Petikan Tulisan:
:::

Terus Beranjak

 



Kala rasa bosan menyapa, jemariku mengarahkanku untuk membuka potret-potret kenangan yang tersimpan di gawai pribadiku.



Dari tempatku tumbuh dan berkembang, kurasakan riuhan angin yang menderu dan mendesirkan ombak ke arahku melangkah. Menggerakkan kincir dari lembaga swadaya bernama Lentera Bumi Nusantara. Memberdayakan masyarakat dengan berbagai program kemandirian energi dan pangan melalui jejaring pedesaan.

 



Dari lereng Papandayan, aroma belerang mengawali perjalanan kami menapak atap negeri. Hujan deras yang tak hentinya turun juga membuat kami bingung karena rasa dingin ini benar-benar tak berujung. Di tengah suara perut yang kian berdengung, makanan malam utama kami adalah sup jagung. Tanpa sebutirpun nasi yang menemani kami sebagai pengisi energi. Haduh. Lengkap sudah penderitaan kami.

 



Dari hamparan hijaunya Suryakencana, kami berbaring melepas lelah, seolah menjadikan kami Dandelion yang siap terhempas ke antah-berantah. Tertakjub menikmati rindangnya pohon yang tumbuh lebat padahal di bumi lain telah habis terbabat. Merasakan dingin yang menembus sukma terdalam, padahal pada waktu yang bersamaan cuaca terasa panas enggak karuan.


 


Dari kolong langit Sindoro, kami diapit oleh awan tebal yang tak lagi menutupi kami dari teriknya mentari. Buah Jeruk menjadi salah satu makanan yang melepaskan kami dari dahaga yang berkesudahan. Hingga kecupan terakhir, tersisa rasa penyesalan karena tak banyak yang kami bawa ke puncak.

 



Dari Pulau Jawa bagian selatan, aku memandang Nusa Kambangan dengan rasa gamang. Teringat dulu kala salah satu pimpinan matra bercerita, bahwa armadanya berenang melintasi lautan. Tatapan nanar itu berlanjut dengan gelak tawa—menertawakan kepayahanku yang berenang saja tidak bisa kala itu.

 



Dari Utara Jakarta, aku menyadari bahwa lautan tidak seburuk yang aku pikirkan. Puluhan kilometer lepas dari pesisir pantai, kunikmati warna biru langit dan laut yang seolah saling tertaut. Dari pulau ke pulau, kuamati pula riuh kehidupan perahu-perahu logistik yang tak hentinya terus disalurkan. Cara mereka hidup dan menghidupi keluarganya, jelas menjadi pelajaran yang berharga–setidaknya bagiku yang tumbuh dan berkembang di lingkungan yang serba ada.  

 



Dari Bumi Laskar Pelangi, sekolah ikonik itu menjadi destinasi yang tak boleh terlewatkan di samping bebatuan besar yang berada di pesisir pantai. Alunan lagu dari anak-anak yang mendendangkan lagu khas Belitung jelas meraut kembali senyum yang sempat hilang setelah mengetahui bahwa pada beberapa tempat, sebagian pesisir pantai diprivatisasi atas nama investasi.

:::

Data yang Diberikan:
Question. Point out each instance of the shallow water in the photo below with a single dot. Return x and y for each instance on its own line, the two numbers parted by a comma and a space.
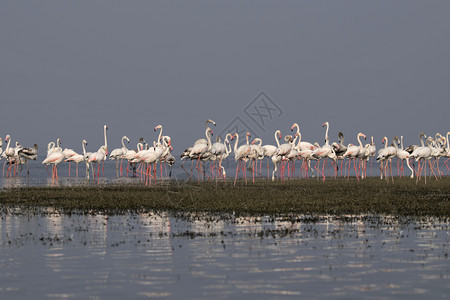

:::

Daftar Tugas:
1. Jawab pertanyaan berikut berdasarkan tulisan perjalanan "Terus Beranjak".
(a) Apa nama lembaga swadaya yang kincirnya disebut digerakkan oleh angin?
(b) Apa makanan malam utama di lereng Papandayan?
(c) Buah apa yang melepaskan dahaga di kolong langit Sindoro?
2. Tulis lanjutan tulisan perjalanan "Terus Beranjak", dimulai sesudah paragraf tentang Bumi Laskar Pelangi.

Jawaban:
1.
(a) Lentera Bumi Nusantara.
(b) Sup jagung.
(c) Jeruk.

2.
 



Dari Tana Toraja, penumpang bis berhamburan setelah duduk selama sepuluh jam lamanya dari Makassar. Disambut kerbau dan babi yang diperdagangkan menjadi komoditas pasar, jelas saya gusar. Kalau diseruduk, nanti bisa bikin sasar. Tapi tidak apa-apa. Melihat tebing yang menjulang tinggi berisi pemakaman menjadi obat tersendiri—sebab terkagum dengan keyakinan teguh yang mereka pegang secara turun temurun diri leluhurnya.




Dari bumi Sumatera yang pernah dipropaganda Belanda, aku bersyukur karena baru menyadari suburnya tanah tempatku berpijak. Dari moda transportasi pesawat hingga sepeda, kuamati hamparan perkebunan sawit yang begitu luasnya. Kuamati pula pipa-pipa gas yang menjadi pagar sepanjang jalanan. Sepanjang itu pula aku berharap, mudah-mudahan kekayaan alam ini digunakan sebesar-besarnya untuk kemakmuran rakyatnya.

 



Dari suasana Bukittinggi, kunikmati udara sejuk kala fajar baru menggapai bibir bentala, hingga malam pukul dua, kala ayam masih tertidur tak terdengar nyaringnya. Menapak tilas pada perayaan seratus dua puluh tahun Hatta, hingga menepi dari hingar-bingar perkotaan menuju lereng gunung singgalang. Bersua dengan para perdagang, bercerita tentang apapun yang bisa merekatkan.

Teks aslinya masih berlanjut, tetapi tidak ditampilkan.